What the exercise asks: Every line below must be reproduced exactly. Copy them all.

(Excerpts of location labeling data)
··········
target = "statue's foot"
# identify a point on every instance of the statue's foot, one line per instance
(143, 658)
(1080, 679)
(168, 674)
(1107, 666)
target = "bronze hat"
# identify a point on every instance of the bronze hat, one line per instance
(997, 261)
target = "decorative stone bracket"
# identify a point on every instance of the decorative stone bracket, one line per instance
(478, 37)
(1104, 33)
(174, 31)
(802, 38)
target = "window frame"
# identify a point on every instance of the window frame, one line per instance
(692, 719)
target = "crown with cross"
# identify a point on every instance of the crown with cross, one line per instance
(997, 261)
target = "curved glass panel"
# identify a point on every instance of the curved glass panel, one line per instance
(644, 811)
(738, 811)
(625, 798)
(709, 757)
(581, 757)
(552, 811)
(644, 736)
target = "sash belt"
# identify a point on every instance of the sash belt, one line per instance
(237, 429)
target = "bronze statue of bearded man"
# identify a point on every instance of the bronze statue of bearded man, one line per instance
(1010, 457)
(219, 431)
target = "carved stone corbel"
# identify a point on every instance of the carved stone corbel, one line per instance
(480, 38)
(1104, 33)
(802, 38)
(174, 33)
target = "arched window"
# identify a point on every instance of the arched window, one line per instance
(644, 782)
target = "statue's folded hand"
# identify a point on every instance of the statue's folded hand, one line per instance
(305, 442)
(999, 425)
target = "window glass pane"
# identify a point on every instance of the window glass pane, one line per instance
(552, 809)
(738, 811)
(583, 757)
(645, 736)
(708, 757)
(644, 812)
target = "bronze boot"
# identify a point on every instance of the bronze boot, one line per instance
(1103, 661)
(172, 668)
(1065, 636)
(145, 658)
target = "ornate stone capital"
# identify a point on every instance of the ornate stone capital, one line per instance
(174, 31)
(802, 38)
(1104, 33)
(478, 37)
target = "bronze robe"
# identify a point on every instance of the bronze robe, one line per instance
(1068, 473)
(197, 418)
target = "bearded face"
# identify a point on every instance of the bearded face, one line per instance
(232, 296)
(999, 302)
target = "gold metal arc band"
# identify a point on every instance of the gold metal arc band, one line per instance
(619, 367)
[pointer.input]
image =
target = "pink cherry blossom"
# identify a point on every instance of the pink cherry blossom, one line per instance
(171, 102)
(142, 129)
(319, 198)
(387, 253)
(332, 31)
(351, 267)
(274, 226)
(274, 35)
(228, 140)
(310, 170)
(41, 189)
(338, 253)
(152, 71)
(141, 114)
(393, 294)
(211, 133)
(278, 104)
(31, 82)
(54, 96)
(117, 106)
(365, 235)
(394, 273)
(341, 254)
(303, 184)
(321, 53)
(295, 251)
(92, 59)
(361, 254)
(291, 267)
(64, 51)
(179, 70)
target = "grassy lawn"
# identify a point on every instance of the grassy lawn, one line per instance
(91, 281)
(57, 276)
··········
Reply to the exercise:
target = "statue's foot"
# identify a point on every instance of the statue's foot, one line per instance
(143, 658)
(1080, 679)
(168, 674)
(1107, 666)
target = "bronze hat"
# identify a point on every instance of the bronze hat, one line per instance
(997, 261)
target = "decorative stone bracket"
# identify a point on every instance of the decorative stone bracket, one line per instance
(478, 37)
(1104, 33)
(174, 31)
(802, 38)
target = "window frame"
# identify a point on every instance of the window frame, one line per instance
(692, 719)
target = "crown with cross"
# identify a point on every instance of the crown with cross, one line per instance
(997, 261)
target = "curved glass panel"
# identify a point on every instance of the curved glass panel, one line per instance
(644, 811)
(738, 811)
(625, 798)
(709, 757)
(581, 757)
(552, 811)
(644, 736)
target = "sash belt"
# identify a point on every instance of the sash belt, one line per instance
(237, 429)
target = "bronze statue of bearded man"
# identify a point on every instance of the bronze statue of bearded man, one line per instance
(1010, 457)
(219, 431)
target = "carved stone corbel"
# identify a point on every instance of the carved stone corbel, one line per instance
(480, 38)
(1104, 33)
(802, 38)
(174, 33)
target = "arched window"
# identify a point on every instance of the arched window, one line per instance
(644, 782)
target = "statue's folded hand"
# identify a point on every instance of the statue's folded hand, one line per instance
(305, 442)
(999, 425)
target = "window glass pane"
# identify a point on every instance of the window glass pane, one line per instance
(552, 809)
(738, 811)
(583, 757)
(645, 736)
(708, 757)
(644, 812)
target = "bronze boot"
# identify a point on every instance of the bronze boot, one line per instance
(1103, 661)
(172, 668)
(1065, 636)
(145, 658)
target = "ornate stone capital"
# identify a point on every instance of the ornate stone capital, one line per instance
(174, 31)
(802, 38)
(1104, 33)
(478, 37)
target = "bronze robe"
# identify a point on every instance of the bronze robe, one line per instance
(1068, 473)
(197, 418)
target = "bearded face"
# identify a point on every instance of the bearded face, one line per instance
(232, 296)
(999, 302)
target = "gold metal arc band"
# identify a point on every instance of the gold metal arc band, one line per instance
(619, 367)
[pointer.input]
image =
target = "pink cherry blossom"
# identify a point on every instance of the pink cherry blossom, one line per instance
(171, 102)
(142, 129)
(319, 198)
(387, 253)
(332, 31)
(351, 267)
(274, 226)
(274, 35)
(228, 140)
(310, 170)
(41, 189)
(338, 253)
(152, 71)
(141, 114)
(393, 294)
(211, 133)
(278, 104)
(31, 82)
(54, 96)
(117, 106)
(365, 235)
(394, 273)
(341, 254)
(303, 184)
(321, 53)
(295, 251)
(92, 59)
(361, 254)
(291, 267)
(64, 51)
(179, 70)
target = "grassy lawn"
# identify a point on every instance of the grassy lawn, one line per instance
(91, 281)
(57, 276)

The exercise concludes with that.